_Passage shown:_
/---

Therefore, under the specific agricultural production conditions of Ningxia, identifying the morphological traits of broccoli seedlings suitable for mechanized transplanting holds significant theoretical and practical value. The Box–Behnken design (BBD) and response surface regression models have been widely applied in agricultural engineering and related disciplines to analyze multi-factor interactions and predict optimal parameter combinations. Previous studies have utilized these methods to optimize rapeseed oil pressing parameters, enabling efficient prediction and optimization of yield and energy consumption under multivariable conditions [13]. Applying these statistical optimization tools to mechanized broccoli seedling production and transplanting can therefore provide a quantitative foundation for developing targeted and efficient cultivation strategies.

This study focuses on broccoli cultivation in Ningxia, analyzing the effects of variety, seedling age, and plug tray size on indicators such as the substrate loss rate, plant height, and stem diameter. It also establishes a response regression model using a BBD and optimizes/verifies the optimal parameters. The specific objectives of this study are to (1) identify key seedling morphological indicators suitable for mechanized transplanting; (2) construct and verify a multi-factor regression model and explore the optimal combination of variety, seedling age, and plug tray size; (3) propose optimized seedling-raising parameters suitable for protected agriculture in Ningxia. To achieve the above objectives and clarify the core research assumptions, the following testable hypotheses are proposed: (1) Specific combinations of variety, seedling age, and plug tray size will synergistically regulate broccoli seedling morphological parameters (e.g., stem diameter, substrate loss rate, and plant type cone angle) and achieve optimal adaptability to mechanized transplanting. (2) Integrating response surface methodology (RSM) with a Box–Behnken design (BBD) can effectively lead to quantification of the interactive effects of the three factors and accurately predict the optimal parameter combination for high transplanting qualification rates. (3) This study is of great significance for improving the mechanization of broccoli production in Ningxia and promoting the standardized production of cruciferous vegetables.

\---

_Provided material:_
/---

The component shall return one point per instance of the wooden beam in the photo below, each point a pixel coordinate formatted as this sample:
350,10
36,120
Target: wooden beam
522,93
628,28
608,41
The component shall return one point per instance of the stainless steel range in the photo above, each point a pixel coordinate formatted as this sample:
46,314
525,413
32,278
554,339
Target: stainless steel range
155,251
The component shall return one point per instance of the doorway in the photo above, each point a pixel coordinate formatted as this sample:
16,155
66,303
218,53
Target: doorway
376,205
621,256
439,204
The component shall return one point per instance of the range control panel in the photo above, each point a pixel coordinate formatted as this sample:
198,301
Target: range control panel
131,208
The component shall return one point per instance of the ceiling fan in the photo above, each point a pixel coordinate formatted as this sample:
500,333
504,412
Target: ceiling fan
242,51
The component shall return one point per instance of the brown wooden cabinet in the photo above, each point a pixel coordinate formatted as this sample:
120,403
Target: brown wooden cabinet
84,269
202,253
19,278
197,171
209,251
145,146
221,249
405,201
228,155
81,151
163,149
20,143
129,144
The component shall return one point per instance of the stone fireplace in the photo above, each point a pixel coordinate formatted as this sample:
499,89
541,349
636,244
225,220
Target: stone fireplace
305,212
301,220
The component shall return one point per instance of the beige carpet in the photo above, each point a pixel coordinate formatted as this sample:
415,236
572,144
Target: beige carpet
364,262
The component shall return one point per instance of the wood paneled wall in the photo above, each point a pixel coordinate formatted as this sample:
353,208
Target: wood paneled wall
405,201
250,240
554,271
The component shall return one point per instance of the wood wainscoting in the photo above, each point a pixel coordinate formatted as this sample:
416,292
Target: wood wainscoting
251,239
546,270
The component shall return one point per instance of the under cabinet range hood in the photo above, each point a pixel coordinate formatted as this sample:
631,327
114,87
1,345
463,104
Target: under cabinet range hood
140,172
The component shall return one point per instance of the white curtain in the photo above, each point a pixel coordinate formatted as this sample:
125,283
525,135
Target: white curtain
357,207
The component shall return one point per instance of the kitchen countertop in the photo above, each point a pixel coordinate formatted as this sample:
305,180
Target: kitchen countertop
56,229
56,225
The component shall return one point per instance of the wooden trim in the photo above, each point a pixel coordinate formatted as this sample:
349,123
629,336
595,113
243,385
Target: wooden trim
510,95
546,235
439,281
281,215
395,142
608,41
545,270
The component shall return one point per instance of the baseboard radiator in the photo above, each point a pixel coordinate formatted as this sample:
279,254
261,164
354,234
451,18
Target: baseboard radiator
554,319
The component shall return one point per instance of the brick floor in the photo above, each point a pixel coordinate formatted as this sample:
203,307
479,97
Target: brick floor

\---

Return the broccoli seedling passage above in full, word for word.

Therefore, under the specific agricultural production conditions of Ningxia, identifying the morphological traits of broccoli seedlings suitable for mechanized transplanting holds significant theoretical and practical value. The Box–Behnken design (BBD) and response surface regression models have been widely applied in agricultural engineering and related disciplines to analyze multi-factor interactions and predict optimal parameter combinations. Previous studies have utilized these methods to optimize rapeseed oil pressing parameters, enabling efficient prediction and optimization of yield and energy consumption under multivariable conditions [13]. Applying these statistical optimization tools to mechanized broccoli seedling production and transplanting can therefore provide a quantitative foundation for developing targeted and efficient cultivation strategies.

This study focuses on broccoli cultivation in Ningxia, analyzing the effects of variety, seedling age, and plug tray size on indicators such as the substrate loss rate, plant height, and stem diameter. It also establishes a response regression model using a BBD and optimizes/verifies the optimal parameters. The specific objectives of this study are to (1) identify key seedling morphological indicators suitable for mechanized transplanting; (2) construct and verify a multi-factor regression model and explore the optimal combination of variety, seedling age, and plug tray size; (3) propose optimized seedling-raising parameters suitable for protected agriculture in Ningxia. To achieve the above objectives and clarify the core research assumptions, the following testable hypotheses are proposed: (1) Specific combinations of variety, seedling age, and plug tray size will synergistically regulate broccoli seedling morphological parameters (e.g., stem diameter, substrate loss rate, and plant type cone angle) and achieve optimal adaptability to mechanized transplanting. (2) Integrating response surface methodology (RSM) with a Box–Behnken design (BBD) can effectively lead to quantification of the interactive effects of the three factors and accurately predict the optimal parameter combination for high transplanting qualification rates. (3) This study is of great significance for improving the mechanization of broccoli production in Ningxia and promoting the standardized production of cruciferous vegetables.